LA CHANTEUSE SUEDOISE ESKELINA FAIT HONNEUR AUX NOUVEAUX PROPRIETAIRES DE LA RHUE

Le 1er avril avait lieu dans le café-restaurant du lieu-dit La Rhue à Jumilhac-le-Grand un concert de la chanteuse Eskelina, celle que l'on surnomme "la petite suédoise de la chanson française". Il s'agissait d'un double évènement car elle était programmée avec ses musiciens à l'occasion de la reprise du lieu par de nouveaux propriétaires originaires du Sud de la Hollande, Tessa et Bass Kock.

Un peu perdue dans les bois du Périgord vert, la Rhue est un espace bien paisible, en pleine campagne. Un vrai dépaysement quand on vient de la ville. Ce n'est pas tant le camping, la piscine et les gîtes qui ont attiré les nouveaux hôtes mais bien la possibilité d'organiser des concerts chaque samedi soir du printemps à l'automne.

Bass rêvait d'Amérique du Sud ou d'Afrique, Tess souhaitait ne pas trop s'éloigner de son pays natal qu'elle pouvait rejoindre en une journée de route. C'est elle qui a eu gain de cause! Après avoir passé quelques jours de vacances d'été dans le département, fait des recherches sur Internet et forts de leur français appris sur les bancs de l'école, ils ont investi les lieux à la mi-mars.
Ils souhaitent travailler dans le même esprit que leurs prédécesseurs, Danielle et Kees Van Der Weijden. Ces derniers ont choisi, après 12 ans passés dans cette ferme qu'ils ont entièrement restaurée et animée grâce à de nombreux concerts dont le hall d'entrée conserve le souvenir, de faire le chemin inverse du jeune couple : retourner aux Pays-Bas. 
Profitant de la notoriété du lieu construite au fil des années, ils vont organiser des concerts dans cette grange transformée en café-concert depuis 2008. Bass connaît bien la musique pour avoir fait partie d'un groupe de speed metal tandis que sa compagne est une auditrice fervente. Ils imaginent programmer de la chanson française, comme ce soir-là, du blues, du rock, du folk...et la liste des futurs invités affichée sur leur site Internet laisse supposer qu'ils vont tenir leurs promesses. http://concertlarhue.fr/fr/ Si la clientèle est moitié étrangère (anglaise, hollandaise), moitié française donnant au lieu une ambiance de pub avec son plafond bas et ses lumières tamisées, elle pourrait être rajeunie, selon les souhaits des nouveaux propriétaires, qui ont accueilli ce soir-là leurs nouveaux clients le sourire aux lèvres et offert un verre de bienvenue.
○ ○ ○ ○
À faire -
a - D'après l'article, depuis quelle année la grange de la Rhue est-elle transformée en café-concert ?
b - Reproduisez, s'il vous plaît, le passage de l'article qui commence aux mots "Ils souhaitent travailler", en vous arrêtant après "retourner aux Pays-Bas.".

Données fournies -
○ ○ ○ ○
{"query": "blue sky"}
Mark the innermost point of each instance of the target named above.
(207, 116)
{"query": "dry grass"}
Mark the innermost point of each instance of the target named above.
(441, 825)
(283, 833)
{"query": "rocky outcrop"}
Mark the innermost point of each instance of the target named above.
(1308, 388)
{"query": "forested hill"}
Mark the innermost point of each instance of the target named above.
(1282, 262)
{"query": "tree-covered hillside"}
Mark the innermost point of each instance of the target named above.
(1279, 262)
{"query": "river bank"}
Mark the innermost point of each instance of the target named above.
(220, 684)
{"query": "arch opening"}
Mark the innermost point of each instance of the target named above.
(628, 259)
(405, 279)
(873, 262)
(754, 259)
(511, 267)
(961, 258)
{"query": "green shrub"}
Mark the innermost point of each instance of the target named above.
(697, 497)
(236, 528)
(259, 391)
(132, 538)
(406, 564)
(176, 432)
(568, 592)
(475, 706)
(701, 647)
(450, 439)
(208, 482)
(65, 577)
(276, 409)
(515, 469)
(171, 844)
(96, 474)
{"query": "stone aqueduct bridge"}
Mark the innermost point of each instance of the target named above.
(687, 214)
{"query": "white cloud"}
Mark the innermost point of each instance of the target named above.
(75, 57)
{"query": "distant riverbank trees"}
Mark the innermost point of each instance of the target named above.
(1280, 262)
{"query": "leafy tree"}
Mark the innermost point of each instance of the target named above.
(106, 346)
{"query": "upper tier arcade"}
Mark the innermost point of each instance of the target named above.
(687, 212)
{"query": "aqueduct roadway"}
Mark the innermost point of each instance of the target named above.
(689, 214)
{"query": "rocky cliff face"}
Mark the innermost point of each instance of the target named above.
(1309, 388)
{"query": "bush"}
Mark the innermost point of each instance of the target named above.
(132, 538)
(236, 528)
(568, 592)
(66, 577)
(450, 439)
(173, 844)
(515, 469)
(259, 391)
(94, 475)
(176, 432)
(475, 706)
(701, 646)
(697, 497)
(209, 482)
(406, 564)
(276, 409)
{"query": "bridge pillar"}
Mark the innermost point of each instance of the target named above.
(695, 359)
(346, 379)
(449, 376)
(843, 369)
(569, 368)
○ ○ ○ ○
Réponses ci-dessous -
a - Depuis 2008.

b -
Ils souhaitent travailler dans le même esprit que leurs prédécesseurs, Danielle et Kees Van Der Weijden. Ces derniers ont choisi, après 12 ans passés dans cette ferme qu'ils ont entièrement restaurée et animée grâce à de nombreux concerts dont le hall d'entrée conserve le souvenir, de faire le chemin inverse du jeune couple : retourner aux Pays-Bas.